**任务说明**
请把下面所有记录改写成一个 JSON 字符串列表，每一行对应一个字符串，空行略去。

**所给材料**
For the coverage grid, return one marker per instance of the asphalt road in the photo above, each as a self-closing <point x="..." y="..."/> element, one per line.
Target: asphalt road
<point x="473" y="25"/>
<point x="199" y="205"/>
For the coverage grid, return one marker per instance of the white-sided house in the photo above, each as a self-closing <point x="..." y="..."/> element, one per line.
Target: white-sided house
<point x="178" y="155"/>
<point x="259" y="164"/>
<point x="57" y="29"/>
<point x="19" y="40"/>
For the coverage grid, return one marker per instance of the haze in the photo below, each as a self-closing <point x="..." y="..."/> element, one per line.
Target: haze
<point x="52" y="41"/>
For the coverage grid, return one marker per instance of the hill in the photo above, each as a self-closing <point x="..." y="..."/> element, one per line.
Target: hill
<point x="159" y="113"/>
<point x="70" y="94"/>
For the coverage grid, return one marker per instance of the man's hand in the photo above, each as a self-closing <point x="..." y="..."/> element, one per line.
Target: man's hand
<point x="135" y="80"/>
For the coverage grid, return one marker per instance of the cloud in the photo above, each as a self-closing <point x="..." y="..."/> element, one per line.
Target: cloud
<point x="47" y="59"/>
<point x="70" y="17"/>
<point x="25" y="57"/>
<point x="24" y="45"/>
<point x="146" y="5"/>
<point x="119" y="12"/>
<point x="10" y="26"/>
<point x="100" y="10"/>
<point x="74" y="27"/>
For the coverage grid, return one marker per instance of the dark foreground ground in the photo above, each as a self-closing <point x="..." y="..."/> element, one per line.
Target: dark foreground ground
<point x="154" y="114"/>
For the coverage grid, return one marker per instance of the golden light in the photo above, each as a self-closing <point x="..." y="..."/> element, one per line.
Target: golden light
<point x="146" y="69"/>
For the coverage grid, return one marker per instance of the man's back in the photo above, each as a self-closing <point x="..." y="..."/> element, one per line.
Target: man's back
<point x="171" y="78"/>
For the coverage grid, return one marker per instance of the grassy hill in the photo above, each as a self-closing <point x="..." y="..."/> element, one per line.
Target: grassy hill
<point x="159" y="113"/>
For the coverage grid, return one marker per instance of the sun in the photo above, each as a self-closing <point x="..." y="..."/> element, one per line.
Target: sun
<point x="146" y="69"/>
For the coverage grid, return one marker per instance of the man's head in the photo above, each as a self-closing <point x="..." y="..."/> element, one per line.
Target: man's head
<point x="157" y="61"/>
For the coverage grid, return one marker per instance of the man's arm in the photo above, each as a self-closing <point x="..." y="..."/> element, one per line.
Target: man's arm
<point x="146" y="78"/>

**正确输出**
[
  "For the coverage grid, return one marker per instance of the asphalt road in the photo above, each as a self-closing <point x=\"...\" y=\"...\"/> element, one per line.",
  "Target: asphalt road",
  "<point x=\"473\" y=\"25\"/>",
  "<point x=\"199\" y=\"205\"/>",
  "For the coverage grid, return one marker per instance of the white-sided house in the photo above, each as a self-closing <point x=\"...\" y=\"...\"/> element, one per line.",
  "Target: white-sided house",
  "<point x=\"178\" y=\"155\"/>",
  "<point x=\"259\" y=\"164\"/>",
  "<point x=\"57\" y=\"29\"/>",
  "<point x=\"19\" y=\"40\"/>",
  "For the coverage grid, return one marker per instance of the haze in the photo below, each as a self-closing <point x=\"...\" y=\"...\"/> element, one per line.",
  "Target: haze",
  "<point x=\"52\" y=\"41\"/>",
  "For the coverage grid, return one marker per instance of the hill in the photo above, each as a self-closing <point x=\"...\" y=\"...\"/> element, one per line.",
  "Target: hill",
  "<point x=\"159\" y=\"113\"/>",
  "<point x=\"70\" y=\"94\"/>",
  "For the coverage grid, return one marker per instance of the man's hand in the photo above, each as a self-closing <point x=\"...\" y=\"...\"/> element, one per line.",
  "Target: man's hand",
  "<point x=\"135\" y=\"80\"/>",
  "For the coverage grid, return one marker per instance of the cloud in the photo above, each as a self-closing <point x=\"...\" y=\"...\"/> element, one per line.",
  "Target: cloud",
  "<point x=\"47\" y=\"59\"/>",
  "<point x=\"70\" y=\"17\"/>",
  "<point x=\"25\" y=\"57\"/>",
  "<point x=\"24\" y=\"45\"/>",
  "<point x=\"146\" y=\"5\"/>",
  "<point x=\"119\" y=\"12\"/>",
  "<point x=\"10\" y=\"26\"/>",
  "<point x=\"100\" y=\"10\"/>",
  "<point x=\"74\" y=\"27\"/>",
  "For the coverage grid, return one marker per instance of the dark foreground ground in the photo above, each as a self-closing <point x=\"...\" y=\"...\"/> element, one per line.",
  "Target: dark foreground ground",
  "<point x=\"154\" y=\"114\"/>",
  "For the coverage grid, return one marker per instance of the golden light in the photo above, each as a self-closing <point x=\"...\" y=\"...\"/> element, one per line.",
  "Target: golden light",
  "<point x=\"146\" y=\"69\"/>",
  "For the coverage grid, return one marker per instance of the man's back in the photo above, each as a self-closing <point x=\"...\" y=\"...\"/> element, one per line.",
  "Target: man's back",
  "<point x=\"171\" y=\"78\"/>",
  "For the coverage grid, return one marker per instance of the grassy hill in the photo above, each as a self-closing <point x=\"...\" y=\"...\"/> element, one per line.",
  "Target: grassy hill",
  "<point x=\"159\" y=\"113\"/>",
  "For the coverage grid, return one marker per instance of the sun in the photo above, each as a self-closing <point x=\"...\" y=\"...\"/> element, one per line.",
  "Target: sun",
  "<point x=\"146\" y=\"69\"/>",
  "For the coverage grid, return one marker per instance of the man's head in the photo above, each as a self-closing <point x=\"...\" y=\"...\"/> element, one per line.",
  "Target: man's head",
  "<point x=\"157\" y=\"61\"/>",
  "For the coverage grid, return one marker per instance of the man's arm in the photo above, each as a self-closing <point x=\"...\" y=\"...\"/> element, one per line.",
  "Target: man's arm",
  "<point x=\"146\" y=\"78\"/>"
]